#### Data provided

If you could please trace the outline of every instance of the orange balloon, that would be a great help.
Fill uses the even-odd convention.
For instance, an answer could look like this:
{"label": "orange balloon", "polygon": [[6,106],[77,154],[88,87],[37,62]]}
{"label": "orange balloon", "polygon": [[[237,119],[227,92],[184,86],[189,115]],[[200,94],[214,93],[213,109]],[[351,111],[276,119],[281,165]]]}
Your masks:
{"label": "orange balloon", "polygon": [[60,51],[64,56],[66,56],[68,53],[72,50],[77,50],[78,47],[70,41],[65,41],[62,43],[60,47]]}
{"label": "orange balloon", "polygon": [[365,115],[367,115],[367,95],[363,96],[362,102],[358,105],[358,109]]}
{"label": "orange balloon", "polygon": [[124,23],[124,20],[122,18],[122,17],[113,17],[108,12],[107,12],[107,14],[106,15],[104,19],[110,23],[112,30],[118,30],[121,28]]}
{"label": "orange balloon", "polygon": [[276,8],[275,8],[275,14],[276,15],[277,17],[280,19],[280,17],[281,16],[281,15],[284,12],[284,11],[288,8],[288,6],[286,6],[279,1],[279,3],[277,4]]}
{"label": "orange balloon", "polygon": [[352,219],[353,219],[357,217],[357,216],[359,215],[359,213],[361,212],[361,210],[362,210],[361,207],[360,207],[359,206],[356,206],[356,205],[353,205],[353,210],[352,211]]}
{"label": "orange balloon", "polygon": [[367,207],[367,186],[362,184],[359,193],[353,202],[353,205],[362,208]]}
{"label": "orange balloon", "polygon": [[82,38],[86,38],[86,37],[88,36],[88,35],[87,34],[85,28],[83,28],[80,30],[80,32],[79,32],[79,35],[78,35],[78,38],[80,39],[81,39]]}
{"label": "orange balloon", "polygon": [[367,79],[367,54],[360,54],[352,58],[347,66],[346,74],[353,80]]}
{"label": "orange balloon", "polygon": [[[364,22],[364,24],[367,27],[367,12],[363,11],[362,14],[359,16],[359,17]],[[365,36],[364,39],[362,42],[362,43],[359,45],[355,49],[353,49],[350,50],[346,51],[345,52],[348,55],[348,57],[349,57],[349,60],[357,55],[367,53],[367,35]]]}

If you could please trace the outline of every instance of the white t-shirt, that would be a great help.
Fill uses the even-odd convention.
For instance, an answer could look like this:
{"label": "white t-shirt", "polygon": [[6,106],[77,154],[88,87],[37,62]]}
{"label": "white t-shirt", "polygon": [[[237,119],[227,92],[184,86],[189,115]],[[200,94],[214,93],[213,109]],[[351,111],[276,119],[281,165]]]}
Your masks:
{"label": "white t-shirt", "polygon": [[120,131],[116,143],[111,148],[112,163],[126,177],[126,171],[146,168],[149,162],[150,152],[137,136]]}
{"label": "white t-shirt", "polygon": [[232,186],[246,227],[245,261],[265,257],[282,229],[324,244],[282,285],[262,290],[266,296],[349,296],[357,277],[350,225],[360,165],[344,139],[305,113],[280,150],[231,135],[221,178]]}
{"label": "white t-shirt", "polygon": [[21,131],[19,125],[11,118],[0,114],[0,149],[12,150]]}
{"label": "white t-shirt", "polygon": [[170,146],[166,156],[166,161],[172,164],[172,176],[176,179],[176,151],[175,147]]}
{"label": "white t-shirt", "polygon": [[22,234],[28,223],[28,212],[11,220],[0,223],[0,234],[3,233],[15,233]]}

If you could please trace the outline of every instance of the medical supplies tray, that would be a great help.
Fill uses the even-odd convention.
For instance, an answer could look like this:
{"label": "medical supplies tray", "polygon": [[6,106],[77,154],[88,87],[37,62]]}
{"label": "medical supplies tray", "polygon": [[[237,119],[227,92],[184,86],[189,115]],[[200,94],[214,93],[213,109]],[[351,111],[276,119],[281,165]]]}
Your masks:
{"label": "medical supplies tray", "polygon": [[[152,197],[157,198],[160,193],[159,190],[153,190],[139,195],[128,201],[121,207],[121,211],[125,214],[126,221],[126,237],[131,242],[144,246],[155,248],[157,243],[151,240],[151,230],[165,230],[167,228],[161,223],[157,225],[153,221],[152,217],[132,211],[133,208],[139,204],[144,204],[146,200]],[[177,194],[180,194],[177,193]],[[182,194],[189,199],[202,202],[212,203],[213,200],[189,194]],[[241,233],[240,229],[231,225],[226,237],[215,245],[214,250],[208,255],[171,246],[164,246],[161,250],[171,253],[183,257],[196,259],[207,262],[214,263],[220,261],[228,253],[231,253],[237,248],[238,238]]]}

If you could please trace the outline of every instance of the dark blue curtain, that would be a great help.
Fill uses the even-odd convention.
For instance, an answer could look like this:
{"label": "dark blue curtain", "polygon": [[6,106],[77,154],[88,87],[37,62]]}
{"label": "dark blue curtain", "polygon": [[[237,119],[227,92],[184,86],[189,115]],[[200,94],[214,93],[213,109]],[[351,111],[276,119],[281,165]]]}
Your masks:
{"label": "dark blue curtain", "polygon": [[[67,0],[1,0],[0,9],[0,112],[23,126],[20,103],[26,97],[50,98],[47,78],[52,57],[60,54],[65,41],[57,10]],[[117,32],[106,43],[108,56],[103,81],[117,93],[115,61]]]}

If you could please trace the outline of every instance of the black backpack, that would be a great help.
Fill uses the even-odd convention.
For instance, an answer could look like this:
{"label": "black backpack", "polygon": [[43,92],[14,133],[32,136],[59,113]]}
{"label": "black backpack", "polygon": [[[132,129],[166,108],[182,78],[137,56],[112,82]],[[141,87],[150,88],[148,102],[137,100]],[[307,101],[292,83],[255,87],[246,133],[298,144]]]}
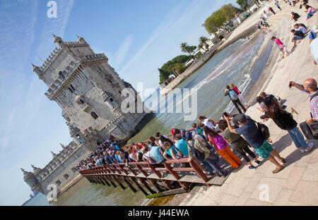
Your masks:
{"label": "black backpack", "polygon": [[275,112],[275,118],[273,121],[281,129],[286,130],[295,128],[298,124],[291,114],[282,109]]}
{"label": "black backpack", "polygon": [[194,147],[194,141],[195,140],[192,140],[190,145],[191,152],[192,153],[193,157],[201,164],[206,158],[206,155],[204,152],[201,152]]}
{"label": "black backpack", "polygon": [[261,133],[261,135],[264,137],[264,138],[269,139],[269,137],[271,136],[269,134],[269,127],[267,127],[264,123],[261,123],[260,122],[257,122],[255,121],[254,121],[254,122],[255,122],[257,123],[257,128],[258,128],[259,133]]}

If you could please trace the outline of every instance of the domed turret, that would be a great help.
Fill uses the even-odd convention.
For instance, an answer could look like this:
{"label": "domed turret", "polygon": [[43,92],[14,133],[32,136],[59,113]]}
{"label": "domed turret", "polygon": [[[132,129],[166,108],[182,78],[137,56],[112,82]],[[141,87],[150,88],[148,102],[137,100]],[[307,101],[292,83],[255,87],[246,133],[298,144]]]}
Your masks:
{"label": "domed turret", "polygon": [[42,169],[36,167],[36,166],[35,166],[33,164],[31,164],[31,166],[33,169],[33,172],[34,172],[35,175],[37,175],[37,173],[39,173],[42,171]]}
{"label": "domed turret", "polygon": [[53,157],[55,157],[57,156],[57,154],[54,154],[54,152],[53,152],[52,151],[51,151],[52,154],[53,155]]}
{"label": "domed turret", "polygon": [[63,46],[65,45],[63,39],[60,37],[53,35],[53,37],[54,38],[54,44],[58,45],[60,48],[62,48]]}

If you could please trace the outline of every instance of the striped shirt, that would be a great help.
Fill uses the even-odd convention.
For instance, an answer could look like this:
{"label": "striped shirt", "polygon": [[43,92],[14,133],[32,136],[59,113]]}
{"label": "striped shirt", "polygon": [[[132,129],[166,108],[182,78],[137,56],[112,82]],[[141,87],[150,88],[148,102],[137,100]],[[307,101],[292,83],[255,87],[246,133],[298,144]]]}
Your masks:
{"label": "striped shirt", "polygon": [[[314,94],[318,92],[318,90],[312,94],[310,94],[308,92],[305,91],[304,90],[302,90],[302,92],[309,94],[311,98],[312,97],[312,96],[314,96]],[[314,119],[316,120],[318,120],[318,96],[316,96],[312,99],[312,101],[310,101],[310,113],[312,114],[312,117],[314,118]]]}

########

▸ Given instruction: Report each line of the material above that contains the word "supplies", where uppercase and lowercase letters must match.

▸ Finished exercise:
If you could please trace the outline of every instance of the medical supplies tray, that would be a great help.
{"label": "medical supplies tray", "polygon": [[6,106],[77,154],[88,87],[37,62]]}
{"label": "medical supplies tray", "polygon": [[[237,119],[227,92],[184,86],[189,115]],[[200,94],[214,93],[213,109]],[[351,111],[276,119],[281,165]]]}
{"label": "medical supplies tray", "polygon": [[[152,197],[157,198],[160,193],[159,190],[153,190],[139,195],[128,201],[121,207],[121,211],[125,214],[126,221],[126,237],[131,242],[144,246],[155,248],[157,243],[151,240],[151,230],[165,230],[167,228],[161,223],[157,225],[153,221],[152,217],[132,211],[133,208],[139,204],[144,204],[146,200]],[[177,194],[180,194],[177,193]],[[182,194],[189,199],[202,202],[212,203],[213,200],[189,194]],[[241,233],[240,229],[231,225],[226,237],[215,245],[214,250],[208,255],[171,246],[164,246],[161,250],[171,253],[183,257],[196,259],[207,262],[214,263],[220,261],[228,253],[231,253],[237,248],[238,238]]]}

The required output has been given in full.